Exercise directions: Can you put the entries from the line with "the windmill hub" to the line with "column 918, row 258", both included, into a two-column CSV with the headers entry_text and answer? Use one row per entry, and put each value in a single quoted field with its line breaks replaced by spaces.

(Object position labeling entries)
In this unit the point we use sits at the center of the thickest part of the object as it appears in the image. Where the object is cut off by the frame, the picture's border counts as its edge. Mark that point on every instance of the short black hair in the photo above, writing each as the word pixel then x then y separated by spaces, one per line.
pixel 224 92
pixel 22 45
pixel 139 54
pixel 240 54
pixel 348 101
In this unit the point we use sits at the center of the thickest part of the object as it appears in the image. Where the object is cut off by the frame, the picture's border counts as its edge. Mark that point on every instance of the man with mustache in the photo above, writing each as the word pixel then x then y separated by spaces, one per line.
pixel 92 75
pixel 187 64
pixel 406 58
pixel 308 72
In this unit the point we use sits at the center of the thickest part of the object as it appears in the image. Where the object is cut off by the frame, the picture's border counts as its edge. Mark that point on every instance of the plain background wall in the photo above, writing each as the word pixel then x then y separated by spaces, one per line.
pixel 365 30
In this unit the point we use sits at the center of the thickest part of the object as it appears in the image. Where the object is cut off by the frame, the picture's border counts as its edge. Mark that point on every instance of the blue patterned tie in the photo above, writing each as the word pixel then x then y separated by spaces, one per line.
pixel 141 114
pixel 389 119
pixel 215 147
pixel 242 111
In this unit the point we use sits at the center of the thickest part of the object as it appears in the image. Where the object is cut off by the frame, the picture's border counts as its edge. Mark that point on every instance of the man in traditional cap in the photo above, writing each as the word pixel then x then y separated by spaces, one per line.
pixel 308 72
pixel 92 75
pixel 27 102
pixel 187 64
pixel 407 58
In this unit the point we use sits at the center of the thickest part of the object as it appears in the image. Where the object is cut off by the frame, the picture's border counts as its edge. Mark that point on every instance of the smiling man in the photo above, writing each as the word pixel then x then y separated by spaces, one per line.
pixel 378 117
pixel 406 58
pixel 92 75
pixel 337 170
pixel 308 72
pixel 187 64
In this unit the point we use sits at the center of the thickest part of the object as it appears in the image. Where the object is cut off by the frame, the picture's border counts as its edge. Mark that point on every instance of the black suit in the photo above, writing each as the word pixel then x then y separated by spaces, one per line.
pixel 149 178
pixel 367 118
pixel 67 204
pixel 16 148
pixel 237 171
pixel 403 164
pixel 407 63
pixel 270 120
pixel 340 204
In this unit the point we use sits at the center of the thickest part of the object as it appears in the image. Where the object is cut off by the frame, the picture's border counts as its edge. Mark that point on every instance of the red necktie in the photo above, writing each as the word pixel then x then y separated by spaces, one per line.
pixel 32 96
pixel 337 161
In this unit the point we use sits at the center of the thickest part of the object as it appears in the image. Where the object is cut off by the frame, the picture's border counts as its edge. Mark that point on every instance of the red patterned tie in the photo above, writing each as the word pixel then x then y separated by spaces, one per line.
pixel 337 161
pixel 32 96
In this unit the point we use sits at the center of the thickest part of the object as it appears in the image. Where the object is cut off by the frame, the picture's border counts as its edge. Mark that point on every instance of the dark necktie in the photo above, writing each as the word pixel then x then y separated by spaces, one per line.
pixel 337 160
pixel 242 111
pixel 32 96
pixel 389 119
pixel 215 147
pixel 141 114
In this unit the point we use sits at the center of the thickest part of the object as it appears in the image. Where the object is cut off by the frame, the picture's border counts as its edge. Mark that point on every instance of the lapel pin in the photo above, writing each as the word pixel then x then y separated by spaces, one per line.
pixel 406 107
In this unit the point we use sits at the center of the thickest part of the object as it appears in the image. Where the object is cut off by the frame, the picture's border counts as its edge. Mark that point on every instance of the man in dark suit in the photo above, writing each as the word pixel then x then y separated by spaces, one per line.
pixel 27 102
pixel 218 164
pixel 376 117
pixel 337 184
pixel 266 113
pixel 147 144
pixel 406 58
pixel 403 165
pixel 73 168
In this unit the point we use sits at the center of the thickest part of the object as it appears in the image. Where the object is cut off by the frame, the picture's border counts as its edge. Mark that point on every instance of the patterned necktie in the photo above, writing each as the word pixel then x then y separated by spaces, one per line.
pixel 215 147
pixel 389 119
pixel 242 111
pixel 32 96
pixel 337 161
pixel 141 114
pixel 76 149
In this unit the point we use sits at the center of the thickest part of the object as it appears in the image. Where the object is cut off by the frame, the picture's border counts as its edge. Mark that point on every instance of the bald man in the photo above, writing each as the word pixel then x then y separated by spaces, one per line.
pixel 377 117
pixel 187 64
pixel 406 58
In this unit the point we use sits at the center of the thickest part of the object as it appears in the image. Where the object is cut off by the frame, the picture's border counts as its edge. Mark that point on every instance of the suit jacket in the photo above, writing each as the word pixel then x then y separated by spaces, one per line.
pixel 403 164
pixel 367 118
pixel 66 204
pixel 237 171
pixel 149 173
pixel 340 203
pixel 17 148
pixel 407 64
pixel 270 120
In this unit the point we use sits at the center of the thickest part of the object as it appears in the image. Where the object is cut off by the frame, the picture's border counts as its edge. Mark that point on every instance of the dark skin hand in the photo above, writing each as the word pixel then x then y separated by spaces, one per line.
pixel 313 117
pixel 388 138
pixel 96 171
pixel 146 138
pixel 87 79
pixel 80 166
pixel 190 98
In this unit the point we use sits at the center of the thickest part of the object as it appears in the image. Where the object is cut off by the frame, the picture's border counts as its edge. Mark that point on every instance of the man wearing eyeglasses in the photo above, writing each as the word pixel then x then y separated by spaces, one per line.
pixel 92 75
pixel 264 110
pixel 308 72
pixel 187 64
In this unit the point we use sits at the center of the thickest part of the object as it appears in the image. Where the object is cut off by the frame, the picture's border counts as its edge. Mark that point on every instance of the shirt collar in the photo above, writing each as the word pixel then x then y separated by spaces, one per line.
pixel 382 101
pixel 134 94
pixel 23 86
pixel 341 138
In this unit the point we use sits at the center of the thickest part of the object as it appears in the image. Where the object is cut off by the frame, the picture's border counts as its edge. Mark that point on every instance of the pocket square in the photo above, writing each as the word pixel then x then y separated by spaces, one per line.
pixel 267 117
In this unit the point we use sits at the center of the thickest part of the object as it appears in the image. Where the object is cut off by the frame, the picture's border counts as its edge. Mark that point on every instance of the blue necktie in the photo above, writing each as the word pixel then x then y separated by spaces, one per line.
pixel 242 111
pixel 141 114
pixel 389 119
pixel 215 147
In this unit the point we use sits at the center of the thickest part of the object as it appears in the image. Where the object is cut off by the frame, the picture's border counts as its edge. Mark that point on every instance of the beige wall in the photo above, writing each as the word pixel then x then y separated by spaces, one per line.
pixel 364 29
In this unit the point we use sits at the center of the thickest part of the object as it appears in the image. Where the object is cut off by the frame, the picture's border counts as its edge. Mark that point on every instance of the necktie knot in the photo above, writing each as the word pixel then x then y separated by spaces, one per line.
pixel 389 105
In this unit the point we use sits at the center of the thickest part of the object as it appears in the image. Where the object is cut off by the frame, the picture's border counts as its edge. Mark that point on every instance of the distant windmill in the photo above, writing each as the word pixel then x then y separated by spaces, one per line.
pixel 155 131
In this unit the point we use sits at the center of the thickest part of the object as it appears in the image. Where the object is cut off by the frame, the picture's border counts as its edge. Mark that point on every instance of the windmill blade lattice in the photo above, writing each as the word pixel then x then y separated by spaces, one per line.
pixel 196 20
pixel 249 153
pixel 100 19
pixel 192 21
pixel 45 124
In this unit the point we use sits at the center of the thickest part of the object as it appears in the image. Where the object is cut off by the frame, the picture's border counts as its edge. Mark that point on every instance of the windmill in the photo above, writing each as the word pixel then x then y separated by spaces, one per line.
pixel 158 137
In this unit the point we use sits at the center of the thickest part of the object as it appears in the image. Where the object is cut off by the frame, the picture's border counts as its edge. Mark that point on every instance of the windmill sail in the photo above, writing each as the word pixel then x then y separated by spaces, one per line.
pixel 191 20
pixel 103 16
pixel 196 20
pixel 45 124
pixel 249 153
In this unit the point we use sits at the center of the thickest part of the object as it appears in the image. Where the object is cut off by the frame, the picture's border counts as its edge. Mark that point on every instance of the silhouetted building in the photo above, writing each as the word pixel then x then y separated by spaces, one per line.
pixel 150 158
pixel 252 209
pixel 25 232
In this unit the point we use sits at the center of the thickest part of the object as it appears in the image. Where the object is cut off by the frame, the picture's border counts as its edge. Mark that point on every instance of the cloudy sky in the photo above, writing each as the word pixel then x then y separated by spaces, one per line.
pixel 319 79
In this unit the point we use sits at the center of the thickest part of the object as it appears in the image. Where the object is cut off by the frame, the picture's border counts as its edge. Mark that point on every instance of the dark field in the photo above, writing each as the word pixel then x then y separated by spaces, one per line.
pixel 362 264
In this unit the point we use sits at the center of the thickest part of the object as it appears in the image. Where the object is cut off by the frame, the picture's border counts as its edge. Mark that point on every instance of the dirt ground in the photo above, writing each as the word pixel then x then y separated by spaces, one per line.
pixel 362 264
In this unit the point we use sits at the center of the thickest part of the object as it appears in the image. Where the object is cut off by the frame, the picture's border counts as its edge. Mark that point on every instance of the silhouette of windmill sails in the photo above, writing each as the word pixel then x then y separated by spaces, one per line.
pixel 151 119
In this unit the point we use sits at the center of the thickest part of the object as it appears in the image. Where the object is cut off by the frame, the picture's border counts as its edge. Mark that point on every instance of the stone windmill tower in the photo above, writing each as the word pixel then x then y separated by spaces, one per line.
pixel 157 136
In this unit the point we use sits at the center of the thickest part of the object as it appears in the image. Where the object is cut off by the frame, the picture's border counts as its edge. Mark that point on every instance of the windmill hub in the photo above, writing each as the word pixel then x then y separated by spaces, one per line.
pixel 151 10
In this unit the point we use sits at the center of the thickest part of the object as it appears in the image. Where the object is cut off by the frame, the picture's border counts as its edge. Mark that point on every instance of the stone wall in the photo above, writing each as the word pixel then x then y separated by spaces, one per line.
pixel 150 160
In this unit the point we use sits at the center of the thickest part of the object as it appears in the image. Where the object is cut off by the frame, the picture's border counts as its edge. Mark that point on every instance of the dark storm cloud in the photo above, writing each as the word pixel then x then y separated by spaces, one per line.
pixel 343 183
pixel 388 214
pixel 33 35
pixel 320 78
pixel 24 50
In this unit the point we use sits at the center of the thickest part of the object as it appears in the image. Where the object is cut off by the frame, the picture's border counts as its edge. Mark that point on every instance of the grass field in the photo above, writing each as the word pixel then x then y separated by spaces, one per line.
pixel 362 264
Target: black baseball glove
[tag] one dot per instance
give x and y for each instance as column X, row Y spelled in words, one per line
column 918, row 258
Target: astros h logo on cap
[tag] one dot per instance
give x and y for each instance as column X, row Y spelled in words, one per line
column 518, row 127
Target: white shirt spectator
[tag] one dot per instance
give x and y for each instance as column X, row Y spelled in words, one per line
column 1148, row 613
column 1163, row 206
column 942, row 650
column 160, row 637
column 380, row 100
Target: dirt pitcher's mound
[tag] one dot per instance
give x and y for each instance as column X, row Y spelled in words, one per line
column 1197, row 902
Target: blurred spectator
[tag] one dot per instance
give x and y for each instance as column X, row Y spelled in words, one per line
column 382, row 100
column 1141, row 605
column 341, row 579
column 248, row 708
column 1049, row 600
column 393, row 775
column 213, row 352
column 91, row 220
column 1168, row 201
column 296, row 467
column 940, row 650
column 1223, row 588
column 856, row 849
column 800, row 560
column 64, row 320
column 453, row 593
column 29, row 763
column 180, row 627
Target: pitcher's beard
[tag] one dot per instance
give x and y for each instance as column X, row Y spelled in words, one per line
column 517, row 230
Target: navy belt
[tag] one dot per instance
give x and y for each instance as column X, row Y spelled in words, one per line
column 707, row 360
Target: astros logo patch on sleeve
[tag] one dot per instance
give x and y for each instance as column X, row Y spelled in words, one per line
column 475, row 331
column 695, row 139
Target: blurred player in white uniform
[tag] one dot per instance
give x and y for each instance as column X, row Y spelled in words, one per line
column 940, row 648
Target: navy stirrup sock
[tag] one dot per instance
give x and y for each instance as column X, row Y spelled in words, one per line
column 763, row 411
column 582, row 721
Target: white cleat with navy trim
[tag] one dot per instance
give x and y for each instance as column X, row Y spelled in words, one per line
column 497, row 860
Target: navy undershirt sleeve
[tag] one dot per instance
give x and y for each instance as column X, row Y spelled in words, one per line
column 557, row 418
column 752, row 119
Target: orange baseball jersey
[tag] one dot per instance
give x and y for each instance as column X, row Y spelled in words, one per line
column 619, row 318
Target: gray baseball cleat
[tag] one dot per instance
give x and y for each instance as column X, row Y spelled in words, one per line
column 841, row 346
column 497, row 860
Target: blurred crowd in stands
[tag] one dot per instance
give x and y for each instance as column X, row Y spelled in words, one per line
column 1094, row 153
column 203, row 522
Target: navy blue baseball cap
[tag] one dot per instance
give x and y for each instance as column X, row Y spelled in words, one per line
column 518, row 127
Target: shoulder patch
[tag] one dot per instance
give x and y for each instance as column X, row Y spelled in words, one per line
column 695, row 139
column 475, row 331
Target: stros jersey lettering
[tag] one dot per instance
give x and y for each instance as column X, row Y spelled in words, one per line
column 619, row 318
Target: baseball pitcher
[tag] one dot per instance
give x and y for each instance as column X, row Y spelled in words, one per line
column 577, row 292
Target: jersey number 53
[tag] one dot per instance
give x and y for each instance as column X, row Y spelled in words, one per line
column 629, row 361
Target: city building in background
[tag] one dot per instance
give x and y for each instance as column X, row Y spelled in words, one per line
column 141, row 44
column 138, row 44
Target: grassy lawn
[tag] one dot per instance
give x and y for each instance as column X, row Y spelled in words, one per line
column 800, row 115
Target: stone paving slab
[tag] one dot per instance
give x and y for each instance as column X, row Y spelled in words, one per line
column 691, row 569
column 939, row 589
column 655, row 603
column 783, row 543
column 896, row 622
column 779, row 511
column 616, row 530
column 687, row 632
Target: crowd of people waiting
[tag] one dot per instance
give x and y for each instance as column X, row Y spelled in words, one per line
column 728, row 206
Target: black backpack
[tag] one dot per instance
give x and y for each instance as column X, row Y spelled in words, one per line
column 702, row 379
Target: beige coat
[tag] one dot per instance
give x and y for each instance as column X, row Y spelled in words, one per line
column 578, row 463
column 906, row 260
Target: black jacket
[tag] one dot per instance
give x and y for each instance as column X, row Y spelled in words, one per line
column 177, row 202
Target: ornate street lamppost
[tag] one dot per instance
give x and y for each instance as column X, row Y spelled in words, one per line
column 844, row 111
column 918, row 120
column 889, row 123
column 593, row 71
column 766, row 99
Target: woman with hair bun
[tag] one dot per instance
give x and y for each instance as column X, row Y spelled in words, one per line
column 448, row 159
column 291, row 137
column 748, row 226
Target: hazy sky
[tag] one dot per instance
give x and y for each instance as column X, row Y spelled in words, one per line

Solution:
entry_text,answer
"In this unit the point we use sits at the center of the thickest part of the object as it appears in the image. Where the object is cut off by the frame, the picture's border counts as its edge. Mark that point on every instance of the windmill hub in the photo above, writing each as the word pixel then x then y separated by spaces, one per line.","pixel 151 10"
"In this unit the point we use sits at the center of the thickest part of the object as it appears in the image. Where the object is cut off by the frame, the picture's border counts as its edge. Mark that point on every instance of the stone wall in the photo above, writing each as the word pixel then x then y separated by spaces, one per line.","pixel 150 160"
"In this unit the point we use sits at the center of the thickest part of the object as it appears in the image. Where the object is cut off by the frame, the picture's border counts as its edge. Mark that point on every instance of the dark storm cloud in the photo above, writing each as the word pixel then x then y separated by spaces, one per line.","pixel 343 183 pixel 388 214 pixel 33 35 pixel 320 78 pixel 24 50"
"In this unit the point we use sits at the center of the thickest part of the object as it appears in the image. Where the object is cut off by the frame, the picture's border counts as its edge. Mark that point on every instance of the grass field in the photo above, writing each as the word pixel then x then y separated by spaces, one per line.","pixel 362 264"
"Target: black baseball glove [tag] one dot per instance give x and y for each instance as column X, row Y spelled in words, one per line","column 918, row 258"